Published on October 25, 2011        Author: 

Tom Dannenbaum is a Graduate Associate in the Law and Public Affairs Program at the Woodrow Wilson School of Public and International Affairs at Princeton University. He is author of Translating the Standard of Effective Control into a System of Effective Accountability: How Liability Should be Apportioned for Violations of Human Rights by Member State Troop Contingents Serving as United Nations Peacekeepers, 51 Harv. Int’l L.J. 113 (2010)

Introduction:

This summer, the Dutch Court of Appeal in The Hague issued simultaneous and almost identical rulings in two crucial lawsuits regarding the actions of U.N. peacekeepers during the Srebrenica genocide – Nuhanović v. The Netherlands and Mustafić-Mujić et al v. The Netherlands. The cases involve civil claims with respect to the deaths of four Bosnian civilians in the Srebrenica genocide. The victims were killed by Bosnian Serb forces after being evicted by the Dutch battalion (Dutchbat) of UNPROFOR from the U.N. compound at Potočari on the 13th of July 1995. The Court of Appeal decided that Dutchbat acted unlawfully in evicting two of the male victims, that this triggered legal responsibility for the deaths of all three male victims (but not the sole female victim), and that the wrongs could be attributed to the Netherlands.
------------------------
What you should do.
Using the passage above on the Srebrenica rulings, answer these:
(a) In which program is Tom Dannenbaum a Graduate Associate?
(b) How many Bosnian civilians' deaths are at issue in the two cases?
(c) From which compound were the victims evicted, and on what date?

Data segment.
------------------------
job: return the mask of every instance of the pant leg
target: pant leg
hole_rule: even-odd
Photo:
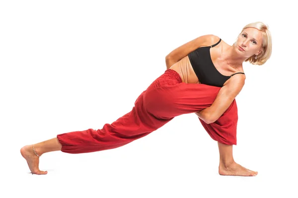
------------------------
Response to this task.
(a) The Law and Public Affairs Program at the Woodrow Wilson School of Public and International Affairs at Princeton University.
(b) Four.
(c) The U.N. compound at Potočari, on the 13th of July 1995.